--- MATERIAL FOR THIS TASK ---
[Begin]
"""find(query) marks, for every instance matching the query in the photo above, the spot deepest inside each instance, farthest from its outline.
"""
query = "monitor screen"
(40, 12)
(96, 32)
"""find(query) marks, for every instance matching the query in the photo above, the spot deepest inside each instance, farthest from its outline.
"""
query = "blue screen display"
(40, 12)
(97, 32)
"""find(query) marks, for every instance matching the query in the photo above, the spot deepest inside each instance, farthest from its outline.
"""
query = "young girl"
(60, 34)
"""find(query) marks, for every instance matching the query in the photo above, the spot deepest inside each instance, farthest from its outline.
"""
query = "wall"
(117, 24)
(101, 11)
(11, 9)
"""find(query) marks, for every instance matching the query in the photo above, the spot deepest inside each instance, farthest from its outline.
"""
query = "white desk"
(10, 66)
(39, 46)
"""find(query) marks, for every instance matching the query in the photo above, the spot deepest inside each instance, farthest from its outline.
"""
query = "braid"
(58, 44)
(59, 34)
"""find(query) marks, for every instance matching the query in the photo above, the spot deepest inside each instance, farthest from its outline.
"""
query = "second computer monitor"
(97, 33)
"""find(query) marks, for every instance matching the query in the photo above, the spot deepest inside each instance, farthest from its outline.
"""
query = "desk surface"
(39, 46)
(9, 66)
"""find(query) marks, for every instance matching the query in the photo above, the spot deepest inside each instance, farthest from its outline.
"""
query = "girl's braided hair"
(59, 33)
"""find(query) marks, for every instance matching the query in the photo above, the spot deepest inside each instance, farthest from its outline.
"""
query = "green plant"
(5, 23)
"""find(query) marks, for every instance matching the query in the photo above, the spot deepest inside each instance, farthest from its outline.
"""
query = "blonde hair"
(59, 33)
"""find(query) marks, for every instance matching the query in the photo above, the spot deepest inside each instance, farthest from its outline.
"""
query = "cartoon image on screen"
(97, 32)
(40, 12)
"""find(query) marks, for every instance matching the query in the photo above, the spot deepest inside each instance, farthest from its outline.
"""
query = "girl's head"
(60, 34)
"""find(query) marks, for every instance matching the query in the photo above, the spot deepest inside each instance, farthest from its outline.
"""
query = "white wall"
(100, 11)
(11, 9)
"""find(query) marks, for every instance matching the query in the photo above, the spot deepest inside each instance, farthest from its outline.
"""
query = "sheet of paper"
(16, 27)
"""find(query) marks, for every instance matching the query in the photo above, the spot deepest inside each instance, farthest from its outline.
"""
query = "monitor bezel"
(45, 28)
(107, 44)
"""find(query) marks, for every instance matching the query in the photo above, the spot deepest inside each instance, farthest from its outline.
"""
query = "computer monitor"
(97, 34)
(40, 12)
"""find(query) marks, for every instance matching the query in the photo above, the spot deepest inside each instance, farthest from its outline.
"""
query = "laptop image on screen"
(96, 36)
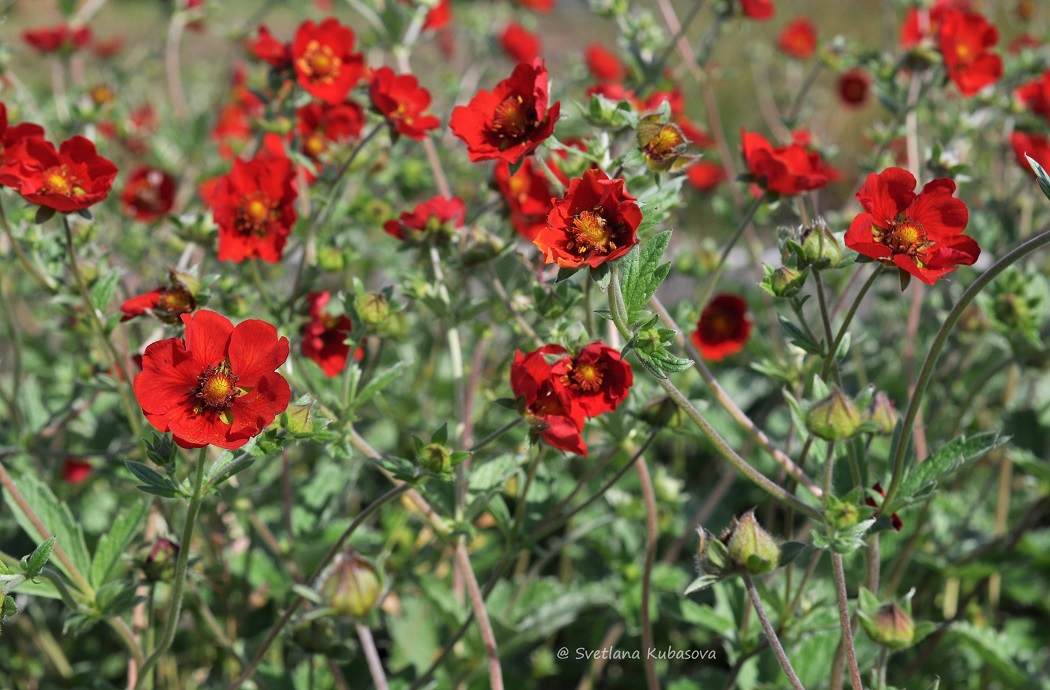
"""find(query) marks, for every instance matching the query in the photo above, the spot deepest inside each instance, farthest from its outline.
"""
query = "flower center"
(215, 390)
(319, 63)
(510, 121)
(253, 216)
(59, 181)
(905, 236)
(587, 377)
(591, 232)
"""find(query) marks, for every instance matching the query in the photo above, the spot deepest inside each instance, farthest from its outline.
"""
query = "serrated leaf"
(1041, 175)
(381, 379)
(702, 582)
(111, 544)
(104, 289)
(152, 481)
(949, 458)
(57, 520)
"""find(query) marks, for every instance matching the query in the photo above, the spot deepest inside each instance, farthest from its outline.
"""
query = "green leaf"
(1041, 175)
(957, 454)
(37, 562)
(57, 520)
(111, 545)
(104, 289)
(382, 378)
(153, 482)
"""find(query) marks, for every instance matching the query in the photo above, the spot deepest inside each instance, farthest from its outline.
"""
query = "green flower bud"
(834, 418)
(352, 585)
(882, 414)
(890, 626)
(751, 547)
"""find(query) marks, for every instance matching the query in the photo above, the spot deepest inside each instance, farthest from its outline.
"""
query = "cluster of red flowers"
(921, 234)
(71, 178)
(558, 392)
(964, 38)
(789, 169)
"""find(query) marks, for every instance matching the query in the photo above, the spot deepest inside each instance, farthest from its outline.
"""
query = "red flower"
(519, 43)
(1035, 95)
(403, 102)
(528, 195)
(326, 65)
(509, 122)
(74, 472)
(166, 304)
(324, 336)
(595, 222)
(785, 169)
(253, 206)
(798, 38)
(722, 329)
(218, 387)
(705, 175)
(148, 194)
(596, 380)
(319, 125)
(603, 64)
(854, 87)
(965, 38)
(542, 6)
(1036, 146)
(12, 137)
(760, 9)
(269, 49)
(61, 38)
(436, 217)
(919, 233)
(895, 521)
(70, 179)
(547, 406)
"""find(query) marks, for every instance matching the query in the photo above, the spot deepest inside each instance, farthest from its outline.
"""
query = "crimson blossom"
(148, 194)
(326, 65)
(403, 102)
(919, 233)
(547, 406)
(789, 169)
(71, 179)
(723, 327)
(509, 122)
(324, 336)
(254, 208)
(595, 222)
(596, 380)
(218, 385)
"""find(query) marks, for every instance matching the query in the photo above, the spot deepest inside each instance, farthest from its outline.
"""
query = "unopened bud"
(890, 626)
(834, 418)
(352, 585)
(752, 547)
(882, 414)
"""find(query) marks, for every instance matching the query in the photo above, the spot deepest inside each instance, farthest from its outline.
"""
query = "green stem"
(114, 361)
(901, 441)
(618, 310)
(848, 318)
(709, 287)
(26, 264)
(182, 565)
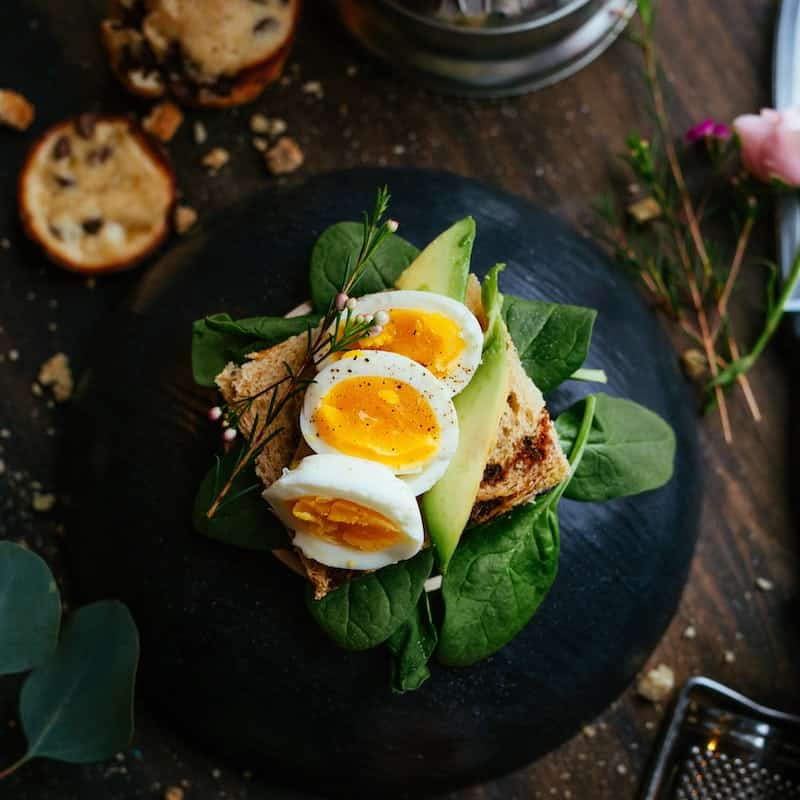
[End]
--- TASK REQUIREMENTS ---
Please gather every line of the material above that contains the word "hair", and copy each one in full.

--- WRITTEN ANSWER ---
query = "girl's braided hair"
query = "blonde hair"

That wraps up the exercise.